#### Text shown
# leesville muskies



## kimshi (Apr 21, 2007)

anybody doing any good fishing for muskies at Leesville?


----------



## Urnso (Jul 13, 2005)

I think they are hitting them in the shallows now. I assisted a lady that was bass fishing on a pontoon last weekend. She had a 35" muskie hit on a bass tube. Gave her a ride on that mono line. I was about 50yds away and she was yellin "You have a big net???"  I trolled over there and boy was she excited. You should have seen the kids on this boat goin crazy at this fish. I netted it for her and held it up for them to take pictures and released safely with a few minutes of revival. 

Man they are still exciting to watch/hold/realease even if you don't catch them yourself. 

I ended up only having one catfish that day about 26".... but that muskie made my day!!

The weeds were about 2-3 feet tall in 8-10 feet of water last weekend. If you work the weed lines with a red colored lure you have a shot in spring. Switch to silver/red shad in fall. If you're casting make sure to spend at least 10-15 minutes hitting the same spot. You might need to force a reaction strike and by showing them that annoying lure 30 times. I see people make 5 casts and move.... biggeest mistake. Hit that cover hard and make sure you're bouncing that lure off the cover if possible. 

Good luck!!


----------



## kennedy327 (Jul 12, 2006)

Urnso said:


> I think they are hitting them in the shallows now. I assisted a lady that was bass fishing on a pontoon last weekend. She had a 35" muskie hit on a bass tube. Gave her a ride on that mono line. I was about 50yds away and she was yellin "You have a big net???"  I trolled over there and boy was she excited. You should have seen the kids on this boat goin crazy at this fish. I netted it for her and held it up for them to take pictures and released safely with a few minutes of revival.
> 
> Man they are still exciting to watch/hold/realease even if you don't catch them yourself.
> 
> ...


Thanks for the tips, I really need to get a boat and get out to leesville, I would kill to catch a good muskie. IM still having trouble getting a river pike.


----------



## Flippin 416 (Aug 18, 2005)

We were doing some bass fishing out there this past Saturday and I had about a 30" muskie chase my Terminator spinner bait right back to the boat....kind of glad he didn't whack it and trim my new spinner bait off my line...but what a site!!!


----------



## kennedy327 (Jul 12, 2006)

Flippin 416 said:


> We were doing some bass fishing out there this past Saturday and I had about a 30" muskie chase my Terminator spinner bait right back to the boat....kind of glad he didn't whack it and trim my new spinner bait off my line...but what a site!!!


I work with a guy that fishes alot of ternamants and says he always catches them fishing for bass. Says he hates it because it wastes time and the only time he will try to land the fish is if he is using a more expesive lure. I wish I had that problem. lol


----------

Items in a dataset:
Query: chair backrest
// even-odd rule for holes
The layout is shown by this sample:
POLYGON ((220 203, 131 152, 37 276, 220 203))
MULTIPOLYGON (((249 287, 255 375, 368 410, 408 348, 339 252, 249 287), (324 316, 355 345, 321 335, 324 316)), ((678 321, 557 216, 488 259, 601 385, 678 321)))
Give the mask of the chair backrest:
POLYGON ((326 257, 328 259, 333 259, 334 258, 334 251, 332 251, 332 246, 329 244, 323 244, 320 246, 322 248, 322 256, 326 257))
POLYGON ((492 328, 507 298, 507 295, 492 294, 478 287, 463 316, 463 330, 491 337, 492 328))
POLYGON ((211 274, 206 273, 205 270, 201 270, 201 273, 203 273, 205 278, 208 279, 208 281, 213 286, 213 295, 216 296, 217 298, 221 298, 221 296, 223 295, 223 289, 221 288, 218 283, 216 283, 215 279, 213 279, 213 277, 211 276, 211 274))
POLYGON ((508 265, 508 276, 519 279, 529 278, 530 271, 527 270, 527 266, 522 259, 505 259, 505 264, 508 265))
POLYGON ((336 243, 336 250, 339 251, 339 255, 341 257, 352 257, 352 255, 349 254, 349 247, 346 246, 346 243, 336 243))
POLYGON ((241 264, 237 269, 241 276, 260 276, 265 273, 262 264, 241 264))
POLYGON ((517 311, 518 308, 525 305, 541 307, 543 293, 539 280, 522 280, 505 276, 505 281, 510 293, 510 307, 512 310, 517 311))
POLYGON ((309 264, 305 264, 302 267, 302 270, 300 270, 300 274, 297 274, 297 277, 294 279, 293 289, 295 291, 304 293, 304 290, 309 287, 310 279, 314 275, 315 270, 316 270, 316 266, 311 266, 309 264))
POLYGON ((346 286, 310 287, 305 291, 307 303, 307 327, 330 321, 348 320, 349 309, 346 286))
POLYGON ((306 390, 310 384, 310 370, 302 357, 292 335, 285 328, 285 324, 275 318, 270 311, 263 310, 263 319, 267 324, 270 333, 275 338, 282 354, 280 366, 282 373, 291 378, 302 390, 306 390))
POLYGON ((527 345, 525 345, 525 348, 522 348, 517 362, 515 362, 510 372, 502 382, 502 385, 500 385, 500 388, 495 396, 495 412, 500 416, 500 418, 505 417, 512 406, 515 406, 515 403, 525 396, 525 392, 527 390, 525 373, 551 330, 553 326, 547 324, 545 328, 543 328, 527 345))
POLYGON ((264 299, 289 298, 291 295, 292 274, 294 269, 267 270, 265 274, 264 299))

#### Goal 1
Using the Leesville muskie thread, state whether each statement agrees with it: (a) the muskie the lady hooked was 35 inches long; (b) Urnso recommends a silver/red shad lure for spring; (c) the muskie that chased Flippin 416's spinner bait struck it. Answer yes or no for each, quoting the deciding words.
#### Goal 2
According to the Leesville muskie thread, how tall were the weeds last weekend?
#### Goal 3
Rewrite the Leesville muskie thread from "## Urnso (Jul" up to and including "made my day!!", switching "pontoon" to "jon boat".
None of the items is needed here.

#### Task solution 1
(a) Yes: "She had a 35" muskie hit on a bass tube."
(b) No: "If you work the weed lines with a red colored lure you have a shot in spring. Switch to silver/red shad in fall."
(c) No: "kind of glad he didn't whack it and trim my new spinner bait off my line"

#### Task solution 2
They were about 2-3 feet tall, in 8-10 feet of water.

#### Task solution 3
## Urnso (Jul 13, 2005)

I think they are hitting them in the shallows now. I assisted a lady that was bass fishing on a jon boat last weekend. She had a 35" muskie hit on a bass tube. Gave her a ride on that mono line. I was about 50yds away and she was yellin "You have a big net???"  I trolled over there and boy was she excited. You should have seen the kids on this boat goin crazy at this fish. I netted it for her and held it up for them to take pictures and released safely with a few minutes of revival. 

Man they are still exciting to watch/hold/realease even if you don't catch them yourself. 

I ended up only having one catfish that day about 26".... but that muskie made my day!!